## Exercise instructions
Could you give the entries again from the start through the line with "(467, 27), (520, 76)", swapping every "integer pixels" for "whole-number pixels" and changing nothing else? Leave the pictures out of your answer.

* * * * * * *

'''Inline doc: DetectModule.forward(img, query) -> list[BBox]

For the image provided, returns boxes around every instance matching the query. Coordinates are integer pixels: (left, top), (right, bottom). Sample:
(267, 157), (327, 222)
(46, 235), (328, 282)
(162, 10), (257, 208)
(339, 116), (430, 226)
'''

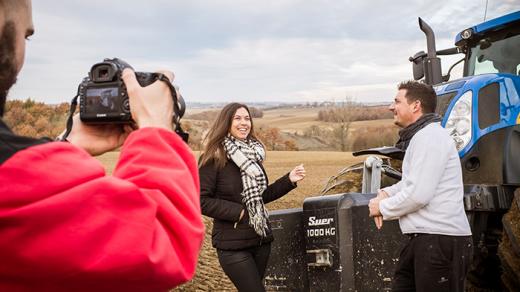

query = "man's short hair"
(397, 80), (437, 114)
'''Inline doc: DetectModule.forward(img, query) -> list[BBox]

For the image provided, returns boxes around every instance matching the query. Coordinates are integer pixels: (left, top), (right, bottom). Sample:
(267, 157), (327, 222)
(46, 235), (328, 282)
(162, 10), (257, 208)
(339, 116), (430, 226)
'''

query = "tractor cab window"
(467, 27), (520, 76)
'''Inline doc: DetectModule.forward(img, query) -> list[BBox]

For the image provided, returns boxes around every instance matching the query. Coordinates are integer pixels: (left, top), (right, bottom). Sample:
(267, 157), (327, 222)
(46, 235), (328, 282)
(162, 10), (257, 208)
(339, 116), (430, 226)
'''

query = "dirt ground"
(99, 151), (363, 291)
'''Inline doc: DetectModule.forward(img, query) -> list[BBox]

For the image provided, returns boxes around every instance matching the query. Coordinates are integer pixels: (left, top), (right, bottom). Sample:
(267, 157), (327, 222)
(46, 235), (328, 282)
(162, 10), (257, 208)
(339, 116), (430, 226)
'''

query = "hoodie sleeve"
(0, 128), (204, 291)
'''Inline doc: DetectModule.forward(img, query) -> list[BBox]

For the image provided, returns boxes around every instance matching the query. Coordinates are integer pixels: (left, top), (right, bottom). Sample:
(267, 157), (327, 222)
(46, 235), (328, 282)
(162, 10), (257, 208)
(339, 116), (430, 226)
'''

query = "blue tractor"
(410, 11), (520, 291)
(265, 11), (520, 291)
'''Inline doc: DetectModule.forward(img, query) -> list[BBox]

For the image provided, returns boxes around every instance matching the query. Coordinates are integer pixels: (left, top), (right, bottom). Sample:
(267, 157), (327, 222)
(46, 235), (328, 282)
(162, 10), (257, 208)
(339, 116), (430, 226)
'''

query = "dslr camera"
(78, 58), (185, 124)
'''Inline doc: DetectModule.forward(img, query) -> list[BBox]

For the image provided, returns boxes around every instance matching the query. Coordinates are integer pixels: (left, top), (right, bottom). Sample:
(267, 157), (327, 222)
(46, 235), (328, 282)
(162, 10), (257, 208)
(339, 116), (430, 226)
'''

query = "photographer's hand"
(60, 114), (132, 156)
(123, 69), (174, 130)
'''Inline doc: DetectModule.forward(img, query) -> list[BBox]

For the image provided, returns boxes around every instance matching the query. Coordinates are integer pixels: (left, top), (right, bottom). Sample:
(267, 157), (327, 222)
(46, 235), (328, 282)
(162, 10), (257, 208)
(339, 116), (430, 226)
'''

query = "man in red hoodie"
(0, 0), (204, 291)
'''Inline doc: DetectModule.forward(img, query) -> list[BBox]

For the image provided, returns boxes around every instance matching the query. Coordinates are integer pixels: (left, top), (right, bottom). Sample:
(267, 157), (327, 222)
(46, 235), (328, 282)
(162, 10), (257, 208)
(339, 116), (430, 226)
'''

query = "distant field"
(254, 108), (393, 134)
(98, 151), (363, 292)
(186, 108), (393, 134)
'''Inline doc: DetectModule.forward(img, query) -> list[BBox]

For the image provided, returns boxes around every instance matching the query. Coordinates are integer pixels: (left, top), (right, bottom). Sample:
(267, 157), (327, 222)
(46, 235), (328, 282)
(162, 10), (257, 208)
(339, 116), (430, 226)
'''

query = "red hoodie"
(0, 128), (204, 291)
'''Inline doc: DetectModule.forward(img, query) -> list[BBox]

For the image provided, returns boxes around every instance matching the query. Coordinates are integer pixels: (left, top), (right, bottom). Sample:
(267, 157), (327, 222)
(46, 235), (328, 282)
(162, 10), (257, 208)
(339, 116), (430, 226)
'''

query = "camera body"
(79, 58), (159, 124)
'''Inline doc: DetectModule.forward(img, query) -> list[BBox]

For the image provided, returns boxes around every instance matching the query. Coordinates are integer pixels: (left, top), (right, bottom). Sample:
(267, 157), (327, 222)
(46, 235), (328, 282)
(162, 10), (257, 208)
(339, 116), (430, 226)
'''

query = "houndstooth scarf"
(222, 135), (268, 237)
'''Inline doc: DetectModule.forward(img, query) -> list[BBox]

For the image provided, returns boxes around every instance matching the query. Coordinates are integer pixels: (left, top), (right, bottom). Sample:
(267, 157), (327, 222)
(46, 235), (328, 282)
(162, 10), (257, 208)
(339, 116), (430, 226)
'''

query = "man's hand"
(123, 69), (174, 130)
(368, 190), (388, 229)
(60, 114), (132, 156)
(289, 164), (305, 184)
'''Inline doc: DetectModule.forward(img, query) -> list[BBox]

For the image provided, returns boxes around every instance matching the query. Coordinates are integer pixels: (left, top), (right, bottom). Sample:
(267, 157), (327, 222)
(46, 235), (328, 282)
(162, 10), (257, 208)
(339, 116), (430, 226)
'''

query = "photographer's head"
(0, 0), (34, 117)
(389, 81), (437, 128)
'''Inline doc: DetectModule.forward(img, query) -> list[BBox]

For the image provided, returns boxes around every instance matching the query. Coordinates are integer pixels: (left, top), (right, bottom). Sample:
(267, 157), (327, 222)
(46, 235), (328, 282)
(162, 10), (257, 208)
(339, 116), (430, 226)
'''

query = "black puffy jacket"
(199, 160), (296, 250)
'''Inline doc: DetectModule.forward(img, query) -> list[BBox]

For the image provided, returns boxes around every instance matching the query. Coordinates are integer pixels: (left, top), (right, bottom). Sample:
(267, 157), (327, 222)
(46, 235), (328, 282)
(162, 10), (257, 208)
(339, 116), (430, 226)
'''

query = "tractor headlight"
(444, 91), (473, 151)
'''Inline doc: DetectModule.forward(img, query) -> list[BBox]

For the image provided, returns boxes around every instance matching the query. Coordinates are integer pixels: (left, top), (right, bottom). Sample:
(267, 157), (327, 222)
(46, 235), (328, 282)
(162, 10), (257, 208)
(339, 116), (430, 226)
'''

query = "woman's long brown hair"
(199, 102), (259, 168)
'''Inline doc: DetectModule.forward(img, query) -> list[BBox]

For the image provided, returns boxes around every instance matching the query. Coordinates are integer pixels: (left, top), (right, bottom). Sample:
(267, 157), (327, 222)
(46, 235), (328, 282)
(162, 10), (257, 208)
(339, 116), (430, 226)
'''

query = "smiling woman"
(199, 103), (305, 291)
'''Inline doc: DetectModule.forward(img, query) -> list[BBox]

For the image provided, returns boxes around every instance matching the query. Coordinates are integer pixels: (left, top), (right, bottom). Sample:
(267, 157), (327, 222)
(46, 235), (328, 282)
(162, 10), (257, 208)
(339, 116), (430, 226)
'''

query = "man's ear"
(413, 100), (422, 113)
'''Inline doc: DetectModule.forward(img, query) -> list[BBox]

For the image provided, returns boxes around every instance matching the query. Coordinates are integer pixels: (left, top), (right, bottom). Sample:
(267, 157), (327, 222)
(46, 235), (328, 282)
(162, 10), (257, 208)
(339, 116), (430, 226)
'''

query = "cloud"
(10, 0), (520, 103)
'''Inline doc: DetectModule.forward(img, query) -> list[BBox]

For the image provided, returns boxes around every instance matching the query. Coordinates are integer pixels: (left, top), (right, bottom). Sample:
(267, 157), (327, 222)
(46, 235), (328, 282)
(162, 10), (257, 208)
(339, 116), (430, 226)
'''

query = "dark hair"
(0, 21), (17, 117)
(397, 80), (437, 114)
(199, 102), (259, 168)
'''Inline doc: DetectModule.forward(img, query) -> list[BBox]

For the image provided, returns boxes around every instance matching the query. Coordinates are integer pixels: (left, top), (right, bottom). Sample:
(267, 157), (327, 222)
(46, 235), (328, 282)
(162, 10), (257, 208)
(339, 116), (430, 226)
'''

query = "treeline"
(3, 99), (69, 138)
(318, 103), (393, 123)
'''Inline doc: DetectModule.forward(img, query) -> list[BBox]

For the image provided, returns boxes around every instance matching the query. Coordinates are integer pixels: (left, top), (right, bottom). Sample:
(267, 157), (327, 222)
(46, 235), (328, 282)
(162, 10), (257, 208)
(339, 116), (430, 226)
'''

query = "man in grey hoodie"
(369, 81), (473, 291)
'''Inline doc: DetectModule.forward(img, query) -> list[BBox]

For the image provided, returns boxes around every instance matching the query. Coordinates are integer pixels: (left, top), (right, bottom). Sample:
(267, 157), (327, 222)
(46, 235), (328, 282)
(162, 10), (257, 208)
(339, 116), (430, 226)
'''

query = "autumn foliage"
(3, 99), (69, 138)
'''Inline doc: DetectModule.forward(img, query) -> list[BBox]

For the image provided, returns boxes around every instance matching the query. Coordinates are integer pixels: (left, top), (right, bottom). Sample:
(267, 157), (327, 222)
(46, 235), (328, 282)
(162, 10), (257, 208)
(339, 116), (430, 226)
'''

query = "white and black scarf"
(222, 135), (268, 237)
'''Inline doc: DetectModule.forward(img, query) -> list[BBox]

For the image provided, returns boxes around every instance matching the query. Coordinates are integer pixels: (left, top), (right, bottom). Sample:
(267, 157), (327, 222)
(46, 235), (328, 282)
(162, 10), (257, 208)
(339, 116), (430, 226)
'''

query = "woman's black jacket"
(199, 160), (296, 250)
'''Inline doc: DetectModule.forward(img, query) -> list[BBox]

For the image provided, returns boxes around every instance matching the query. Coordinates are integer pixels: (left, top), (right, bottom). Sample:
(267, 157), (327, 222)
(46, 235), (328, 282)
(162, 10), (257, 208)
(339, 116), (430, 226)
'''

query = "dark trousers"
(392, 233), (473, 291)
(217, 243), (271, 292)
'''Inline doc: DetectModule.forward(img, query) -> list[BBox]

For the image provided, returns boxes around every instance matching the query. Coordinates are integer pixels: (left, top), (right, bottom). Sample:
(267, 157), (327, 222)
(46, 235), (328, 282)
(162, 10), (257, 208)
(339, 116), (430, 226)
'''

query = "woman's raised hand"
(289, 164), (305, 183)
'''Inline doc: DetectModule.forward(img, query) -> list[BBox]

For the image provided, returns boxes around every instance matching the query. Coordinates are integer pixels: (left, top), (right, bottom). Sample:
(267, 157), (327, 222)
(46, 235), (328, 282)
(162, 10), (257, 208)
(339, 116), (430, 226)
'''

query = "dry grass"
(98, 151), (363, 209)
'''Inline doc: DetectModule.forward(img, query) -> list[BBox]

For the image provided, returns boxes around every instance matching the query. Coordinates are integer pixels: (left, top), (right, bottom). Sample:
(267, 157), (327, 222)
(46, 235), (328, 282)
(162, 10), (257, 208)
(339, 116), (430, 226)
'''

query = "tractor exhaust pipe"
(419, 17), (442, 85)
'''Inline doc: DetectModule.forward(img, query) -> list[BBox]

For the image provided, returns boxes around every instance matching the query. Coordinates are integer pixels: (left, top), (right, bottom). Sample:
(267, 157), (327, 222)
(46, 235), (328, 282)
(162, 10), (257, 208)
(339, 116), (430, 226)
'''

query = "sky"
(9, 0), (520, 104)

* * * * * * *

## Exercise response
'''Inline doc: DetectModule.forward(img, query) -> list[BBox]

For the image provided, returns boxes around every instance matching the query. Coordinates are whole-number pixels: (left, top), (right, bottom). Sample:
(267, 157), (327, 222)
(46, 235), (328, 282)
(162, 10), (257, 208)
(339, 116), (430, 226)
'''


query = "man's short hair"
(397, 80), (437, 114)
'''Inline doc: DetectModule.forward(img, query) -> list[BBox]

For the image provided, returns boxes around every instance matching the query. Coordinates are whole-number pixels: (left, top), (right, bottom). Sample:
(267, 157), (327, 222)
(46, 235), (328, 282)
(162, 10), (257, 208)
(339, 116), (430, 226)
'''

query = "tractor cab window"
(467, 27), (520, 76)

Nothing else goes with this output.